── Data to process

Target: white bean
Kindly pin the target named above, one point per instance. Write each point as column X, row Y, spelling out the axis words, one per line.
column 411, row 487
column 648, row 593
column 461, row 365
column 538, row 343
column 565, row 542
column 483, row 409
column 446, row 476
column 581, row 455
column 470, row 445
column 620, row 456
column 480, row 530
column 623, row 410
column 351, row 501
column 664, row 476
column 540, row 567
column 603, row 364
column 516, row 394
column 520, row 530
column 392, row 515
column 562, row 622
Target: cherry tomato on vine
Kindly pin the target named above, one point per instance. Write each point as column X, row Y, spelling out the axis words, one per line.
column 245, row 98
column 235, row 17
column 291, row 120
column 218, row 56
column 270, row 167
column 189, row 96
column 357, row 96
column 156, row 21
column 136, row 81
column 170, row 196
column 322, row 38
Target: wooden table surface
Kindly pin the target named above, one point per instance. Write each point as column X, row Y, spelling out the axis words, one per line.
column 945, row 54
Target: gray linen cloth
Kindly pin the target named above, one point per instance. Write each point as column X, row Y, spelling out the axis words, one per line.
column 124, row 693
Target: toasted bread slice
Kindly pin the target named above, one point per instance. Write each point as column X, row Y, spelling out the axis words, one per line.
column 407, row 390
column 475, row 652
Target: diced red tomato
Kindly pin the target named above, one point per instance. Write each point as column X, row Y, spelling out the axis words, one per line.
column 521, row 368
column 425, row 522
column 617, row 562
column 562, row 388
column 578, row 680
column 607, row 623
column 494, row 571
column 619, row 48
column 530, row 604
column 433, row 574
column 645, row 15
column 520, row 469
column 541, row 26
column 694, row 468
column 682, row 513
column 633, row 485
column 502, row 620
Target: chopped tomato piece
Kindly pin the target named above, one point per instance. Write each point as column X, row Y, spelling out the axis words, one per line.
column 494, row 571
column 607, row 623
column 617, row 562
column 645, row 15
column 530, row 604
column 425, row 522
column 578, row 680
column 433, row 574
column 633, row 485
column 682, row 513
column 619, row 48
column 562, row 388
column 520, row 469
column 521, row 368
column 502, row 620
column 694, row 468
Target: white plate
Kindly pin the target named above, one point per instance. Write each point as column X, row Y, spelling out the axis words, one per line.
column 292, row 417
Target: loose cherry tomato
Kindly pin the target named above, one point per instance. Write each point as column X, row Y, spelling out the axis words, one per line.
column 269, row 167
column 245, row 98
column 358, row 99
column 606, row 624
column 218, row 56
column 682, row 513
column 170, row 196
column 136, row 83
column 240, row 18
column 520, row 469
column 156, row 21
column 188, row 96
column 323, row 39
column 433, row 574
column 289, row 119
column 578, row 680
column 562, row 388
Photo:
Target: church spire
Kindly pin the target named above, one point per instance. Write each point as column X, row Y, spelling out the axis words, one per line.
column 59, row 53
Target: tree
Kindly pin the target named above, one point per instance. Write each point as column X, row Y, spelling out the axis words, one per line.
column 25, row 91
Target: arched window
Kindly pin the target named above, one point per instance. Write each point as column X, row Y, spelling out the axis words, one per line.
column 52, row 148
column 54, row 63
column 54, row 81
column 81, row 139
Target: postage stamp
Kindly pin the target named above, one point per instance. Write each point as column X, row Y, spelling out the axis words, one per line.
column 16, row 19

────

**Objective:** Lay out the records above as a two-column CSV with the headers "query" and "response", one row per record, starting at the line that has "Target: white plate" and stopping after the line that has "column 81, row 139". Put each field in double quotes, with any line breaks turned into spaces.

**Solution to this task:**
query,response
"Target: white plate Kindly pin the target named above, one point per instance. Write each point as column X, row Y, spelling out the axis words, one per line.","column 292, row 417"
"Target: loose cherry tomato Kindly pin the target named above, one point per instance. Write each point as column X, row Y, spelling out the axis words, one per line.","column 269, row 167 column 245, row 98 column 358, row 99 column 606, row 624 column 218, row 56 column 682, row 513 column 170, row 196 column 136, row 83 column 240, row 18 column 520, row 469 column 156, row 21 column 188, row 96 column 323, row 39 column 433, row 574 column 289, row 119 column 578, row 680 column 562, row 388"
"Photo: Target: church spire Kindly pin the target named above, one point per instance. Write each point as column X, row Y, spelling out the axis words, one per line.","column 59, row 53"
"Target: tree Kindly pin the target named above, one point per instance. Write each point as column X, row Y, spelling out the axis words, one per line.","column 25, row 91"
"Target: arched window Kindly pin the target named above, one point per instance. Write each point as column X, row Y, spelling out the axis words, one per line.","column 52, row 148 column 54, row 63 column 54, row 81 column 81, row 139"